--- BEGIN Reading passage ---
# Farmer Builds 50-Foot Tall Snowman In Central MN



## Grateful11 (Apr 5, 2009)

Ok.

http://minnesota.cbslocal.com/2014/02/28/photo-farmer-builds-50-foot-tall-snowman-in-central-mn/


----------



## Vol (Jul 5, 2009)

moose, is that getting close to you or is it close to stack em up?

Regards, Mike


----------



## deadmoose (Oct 30, 2011)

Gotta be closer to me. Within 45 minutes. I have only driven through Foley maybe once but their locker is well known. Some of the best bacon around.


----------



## RockmartGA (Jun 29, 2011)

It's a theory of mine that boys mature normally until puberty, then we go into something like reverse dog years, where we mature one year for every seven.

That's why you see forty and fifty somethings buying red corvettes, Harley Davidson motorcycles, breaking a leg sliding into third base in a church league softball game, and >>>>>> building 50 ft snowmen.

We can't help it ladies, we never grow up. LOL


----------



## urednecku (Oct 18, 2010)

> We can't help it ladies, we never grow up.


"Growing old is mandatory, growing up is optional" ....and I refuse!!


----------
--- END Reading passage ---
--- BEGIN Raw records ---
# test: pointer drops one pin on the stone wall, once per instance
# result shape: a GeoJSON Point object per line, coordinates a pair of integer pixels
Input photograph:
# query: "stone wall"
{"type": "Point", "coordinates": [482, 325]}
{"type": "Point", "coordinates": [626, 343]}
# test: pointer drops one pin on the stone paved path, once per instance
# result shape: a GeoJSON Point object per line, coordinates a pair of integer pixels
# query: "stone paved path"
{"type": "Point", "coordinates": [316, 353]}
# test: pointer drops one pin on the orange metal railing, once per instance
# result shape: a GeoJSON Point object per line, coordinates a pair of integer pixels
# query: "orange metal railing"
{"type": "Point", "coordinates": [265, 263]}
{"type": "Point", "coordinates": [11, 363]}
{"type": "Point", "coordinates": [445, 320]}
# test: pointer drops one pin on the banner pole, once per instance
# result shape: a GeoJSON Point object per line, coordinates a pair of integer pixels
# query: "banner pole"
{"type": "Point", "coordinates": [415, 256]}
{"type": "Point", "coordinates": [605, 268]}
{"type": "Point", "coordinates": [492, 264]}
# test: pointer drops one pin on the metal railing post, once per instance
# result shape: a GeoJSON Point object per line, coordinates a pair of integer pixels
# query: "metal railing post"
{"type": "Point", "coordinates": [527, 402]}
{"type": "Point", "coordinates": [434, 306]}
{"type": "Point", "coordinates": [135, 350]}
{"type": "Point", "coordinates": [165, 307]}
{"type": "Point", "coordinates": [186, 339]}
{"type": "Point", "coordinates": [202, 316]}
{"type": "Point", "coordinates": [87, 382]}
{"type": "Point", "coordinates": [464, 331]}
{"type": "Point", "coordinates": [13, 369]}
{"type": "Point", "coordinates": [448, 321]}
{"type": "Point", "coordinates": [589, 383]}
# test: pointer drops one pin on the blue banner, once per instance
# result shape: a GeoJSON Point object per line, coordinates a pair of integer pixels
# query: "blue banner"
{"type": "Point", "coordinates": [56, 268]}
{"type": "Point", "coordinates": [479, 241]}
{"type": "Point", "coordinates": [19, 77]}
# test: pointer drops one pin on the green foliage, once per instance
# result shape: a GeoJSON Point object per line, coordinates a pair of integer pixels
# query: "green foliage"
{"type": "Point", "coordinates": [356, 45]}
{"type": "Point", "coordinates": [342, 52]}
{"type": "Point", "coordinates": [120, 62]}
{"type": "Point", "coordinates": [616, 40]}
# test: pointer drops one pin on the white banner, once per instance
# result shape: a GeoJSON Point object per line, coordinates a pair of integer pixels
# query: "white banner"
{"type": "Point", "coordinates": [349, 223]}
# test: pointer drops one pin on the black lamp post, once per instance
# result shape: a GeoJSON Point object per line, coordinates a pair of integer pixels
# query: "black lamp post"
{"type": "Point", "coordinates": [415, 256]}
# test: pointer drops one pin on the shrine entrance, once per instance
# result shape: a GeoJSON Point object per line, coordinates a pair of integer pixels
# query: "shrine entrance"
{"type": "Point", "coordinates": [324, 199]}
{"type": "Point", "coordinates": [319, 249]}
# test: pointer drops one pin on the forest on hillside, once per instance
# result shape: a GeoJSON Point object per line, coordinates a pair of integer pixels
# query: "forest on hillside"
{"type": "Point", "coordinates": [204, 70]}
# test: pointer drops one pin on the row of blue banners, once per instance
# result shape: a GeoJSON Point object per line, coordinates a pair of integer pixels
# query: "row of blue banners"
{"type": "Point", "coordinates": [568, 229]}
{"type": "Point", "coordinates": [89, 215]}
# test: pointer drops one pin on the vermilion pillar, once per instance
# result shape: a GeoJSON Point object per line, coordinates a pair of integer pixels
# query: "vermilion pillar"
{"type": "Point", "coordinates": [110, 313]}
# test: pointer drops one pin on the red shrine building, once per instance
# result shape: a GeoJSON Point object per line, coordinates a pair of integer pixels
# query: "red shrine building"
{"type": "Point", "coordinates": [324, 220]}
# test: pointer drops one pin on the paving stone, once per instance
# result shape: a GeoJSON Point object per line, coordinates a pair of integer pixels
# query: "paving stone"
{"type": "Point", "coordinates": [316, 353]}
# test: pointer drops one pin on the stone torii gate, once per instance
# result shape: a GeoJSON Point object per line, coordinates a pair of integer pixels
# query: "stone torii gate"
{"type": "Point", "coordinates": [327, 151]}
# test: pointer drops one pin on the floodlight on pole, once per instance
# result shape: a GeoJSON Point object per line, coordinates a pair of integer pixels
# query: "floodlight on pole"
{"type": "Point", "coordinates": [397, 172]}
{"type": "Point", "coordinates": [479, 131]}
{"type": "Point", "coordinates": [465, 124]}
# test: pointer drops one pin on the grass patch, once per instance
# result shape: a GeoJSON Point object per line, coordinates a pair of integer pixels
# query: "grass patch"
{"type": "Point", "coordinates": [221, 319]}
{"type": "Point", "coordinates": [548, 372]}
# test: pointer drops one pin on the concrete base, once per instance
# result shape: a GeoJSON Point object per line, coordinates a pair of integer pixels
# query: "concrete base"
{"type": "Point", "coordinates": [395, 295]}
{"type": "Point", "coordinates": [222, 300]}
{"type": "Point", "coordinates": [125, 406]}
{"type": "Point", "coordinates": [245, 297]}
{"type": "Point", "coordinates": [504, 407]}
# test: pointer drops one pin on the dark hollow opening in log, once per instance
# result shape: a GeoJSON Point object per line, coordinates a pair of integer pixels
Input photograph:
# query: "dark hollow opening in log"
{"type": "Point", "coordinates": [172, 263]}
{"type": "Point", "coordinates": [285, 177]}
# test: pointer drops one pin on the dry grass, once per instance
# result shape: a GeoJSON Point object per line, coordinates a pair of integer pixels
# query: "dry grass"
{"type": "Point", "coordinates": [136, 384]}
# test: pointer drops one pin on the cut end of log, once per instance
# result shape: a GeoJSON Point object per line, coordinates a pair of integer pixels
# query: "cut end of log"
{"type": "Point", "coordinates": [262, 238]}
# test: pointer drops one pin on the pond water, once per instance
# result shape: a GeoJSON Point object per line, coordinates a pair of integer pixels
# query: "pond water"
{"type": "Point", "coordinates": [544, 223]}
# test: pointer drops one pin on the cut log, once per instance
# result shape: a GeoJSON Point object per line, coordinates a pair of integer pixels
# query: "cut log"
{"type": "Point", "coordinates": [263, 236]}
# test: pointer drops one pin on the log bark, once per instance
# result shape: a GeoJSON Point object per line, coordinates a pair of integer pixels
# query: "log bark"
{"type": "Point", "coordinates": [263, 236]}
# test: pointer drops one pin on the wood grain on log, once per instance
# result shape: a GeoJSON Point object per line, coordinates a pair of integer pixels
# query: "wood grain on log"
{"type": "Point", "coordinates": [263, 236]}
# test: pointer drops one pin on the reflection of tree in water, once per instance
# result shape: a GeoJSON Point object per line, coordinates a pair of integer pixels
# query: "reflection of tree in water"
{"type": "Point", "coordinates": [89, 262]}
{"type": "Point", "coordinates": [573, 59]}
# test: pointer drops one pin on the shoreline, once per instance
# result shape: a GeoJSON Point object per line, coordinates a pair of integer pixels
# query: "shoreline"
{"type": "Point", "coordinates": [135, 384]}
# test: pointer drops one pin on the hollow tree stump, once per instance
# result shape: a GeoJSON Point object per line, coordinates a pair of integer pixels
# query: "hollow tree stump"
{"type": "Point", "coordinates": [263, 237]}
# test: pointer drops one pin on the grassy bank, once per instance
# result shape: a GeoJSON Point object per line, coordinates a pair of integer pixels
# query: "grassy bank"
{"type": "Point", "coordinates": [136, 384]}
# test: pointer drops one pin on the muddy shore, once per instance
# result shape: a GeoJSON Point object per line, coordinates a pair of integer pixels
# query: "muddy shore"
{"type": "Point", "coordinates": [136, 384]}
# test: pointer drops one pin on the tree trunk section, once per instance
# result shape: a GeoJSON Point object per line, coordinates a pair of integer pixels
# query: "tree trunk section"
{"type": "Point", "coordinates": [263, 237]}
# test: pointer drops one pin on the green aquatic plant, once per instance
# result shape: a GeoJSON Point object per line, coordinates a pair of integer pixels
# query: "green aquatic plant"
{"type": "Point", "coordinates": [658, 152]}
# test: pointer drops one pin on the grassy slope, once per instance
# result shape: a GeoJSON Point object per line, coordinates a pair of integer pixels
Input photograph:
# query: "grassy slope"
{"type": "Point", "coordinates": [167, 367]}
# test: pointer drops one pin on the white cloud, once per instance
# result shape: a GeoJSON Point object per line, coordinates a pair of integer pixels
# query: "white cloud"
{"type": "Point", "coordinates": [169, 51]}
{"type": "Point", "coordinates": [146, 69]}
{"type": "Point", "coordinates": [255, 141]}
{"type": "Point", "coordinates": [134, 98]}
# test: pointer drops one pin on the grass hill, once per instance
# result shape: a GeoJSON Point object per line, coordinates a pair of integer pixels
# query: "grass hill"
--- END Raw records ---
• [Exercise directions]
Update the part of the snowman thread that opens with the words "It's a theory" and closes with "50 ft snowmen.", putting "kickball" in place of "softball". The items are separate material that stands apart from the snowman thread.

• [Final result]
It's a theory of mine that boys mature normally until puberty, then we go into something like reverse dog years, where we mature one year for every seven.

That's why you see forty and fifty somethings buying red corvettes, Harley Davidson motorcycles, breaking a leg sliding into third base in a church league kickball game, and >>>>>> building 50 ft snowmen.